REQUIREMENTS:
Lay out the lines from the start of the rows through the line containing "[(405, 125), (177, 129), (90, 110), (171, 54), (87, 32)]" as a JSON list of strings, one string per line, with blank lines omitted.

+++ RECORD SET +++

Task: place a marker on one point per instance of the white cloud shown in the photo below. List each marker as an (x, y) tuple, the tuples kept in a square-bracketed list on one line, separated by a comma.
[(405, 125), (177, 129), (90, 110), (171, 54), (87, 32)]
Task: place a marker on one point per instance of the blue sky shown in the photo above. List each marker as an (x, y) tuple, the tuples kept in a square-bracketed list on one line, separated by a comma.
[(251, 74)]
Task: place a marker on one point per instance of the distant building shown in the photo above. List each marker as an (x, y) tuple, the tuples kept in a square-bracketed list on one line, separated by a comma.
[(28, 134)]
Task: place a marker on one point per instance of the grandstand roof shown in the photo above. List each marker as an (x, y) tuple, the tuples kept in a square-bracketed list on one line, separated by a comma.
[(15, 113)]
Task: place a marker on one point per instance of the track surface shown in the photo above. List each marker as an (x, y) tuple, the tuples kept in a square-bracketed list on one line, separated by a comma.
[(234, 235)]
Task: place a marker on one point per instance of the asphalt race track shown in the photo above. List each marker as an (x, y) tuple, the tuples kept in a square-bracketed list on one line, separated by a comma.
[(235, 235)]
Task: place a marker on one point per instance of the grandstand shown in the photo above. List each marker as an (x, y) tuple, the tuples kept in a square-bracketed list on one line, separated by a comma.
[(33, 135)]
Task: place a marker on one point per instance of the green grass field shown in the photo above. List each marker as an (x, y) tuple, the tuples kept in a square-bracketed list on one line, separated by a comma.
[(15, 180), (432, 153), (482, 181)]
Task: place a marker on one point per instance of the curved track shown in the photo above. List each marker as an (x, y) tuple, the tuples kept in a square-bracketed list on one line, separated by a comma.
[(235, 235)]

+++

CORRECT ANSWER:
[
  "Task: place a marker on one point per instance of the white cloud shown in the photo below. List each marker as an (x, y) tuple, the tuples kept in a square-bracketed list on one line, separated by a comma.",
  "[(405, 125), (177, 129), (90, 110), (171, 54), (87, 32)]"
]